**To do**
1. In the classroom reflection text, where did candidates share shout-outs to their course colleagues during the pandemic?
2. Condense the paragraph of the classroom reflection text that begins "To be reflexive means" into a shorter version that keeps its main facts.

At the end of class, I asked a candidate to read aloud several responses. We discussed their attention to self-care as a protective factor they could rely on during a time when nothing felt clear or certain.

Create Community by Connecting With Others

As students began to get to know one another, I encouraged them to reflect on our class as a community of learners, colleagues, and practice. Pre-pandemic, candidates posted their responses to the following prompt on sticky notes: “Describe a connection made with a course colleague.”

During the pandemic, candidates shared shout-outs to their course colleagues in the Zoom chat. Another way to encourage reflection on connections is to move teachers into small groups, either in person or in Zoom breakout rooms, and invite them to share positive experiences interacting with each other.

Practice Reflexivity

To be reflexive means to mindfully consider oneself in relation to others. Rather than assume that teacher candidates were familiar with mindfulness, I asked them to watch Thich Nhat Hanh’s What Is Mindfulness and read Zero to Three’s Getting Started with Mindfulness. My aim was to share resources that would equip them with a shared lens and language to reflect and plan. In a shared Google Sheet, I asked candidates to record responses to three prompts:

  • Review: Record your initial impressions on mindfulness.

Natural-language object grounding data

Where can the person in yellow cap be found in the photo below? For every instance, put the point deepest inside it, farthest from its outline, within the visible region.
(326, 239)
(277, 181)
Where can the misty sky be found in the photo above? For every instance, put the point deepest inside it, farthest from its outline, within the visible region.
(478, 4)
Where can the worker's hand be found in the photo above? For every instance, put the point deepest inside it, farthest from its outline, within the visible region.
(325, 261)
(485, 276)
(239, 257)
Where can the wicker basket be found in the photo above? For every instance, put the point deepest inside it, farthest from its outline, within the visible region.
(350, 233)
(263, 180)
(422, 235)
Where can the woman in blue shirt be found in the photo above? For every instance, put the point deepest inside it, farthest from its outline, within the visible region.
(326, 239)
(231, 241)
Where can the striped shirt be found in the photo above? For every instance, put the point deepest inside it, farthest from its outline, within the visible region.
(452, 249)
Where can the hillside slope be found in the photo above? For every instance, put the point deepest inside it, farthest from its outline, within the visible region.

**Results for each task**
1. In the Zoom chat.

2. Being reflexive means mindfully considering oneself in relation to others. Rather than assume candidates knew about mindfulness, I had them watch Thich Nhat Hanh's What Is Mindfulness and read Zero to Three's Getting Started with Mindfulness. The goal was to give them a shared lens and language for reflecting and planning. They then recorded responses to three prompts in a shared Google Sheet.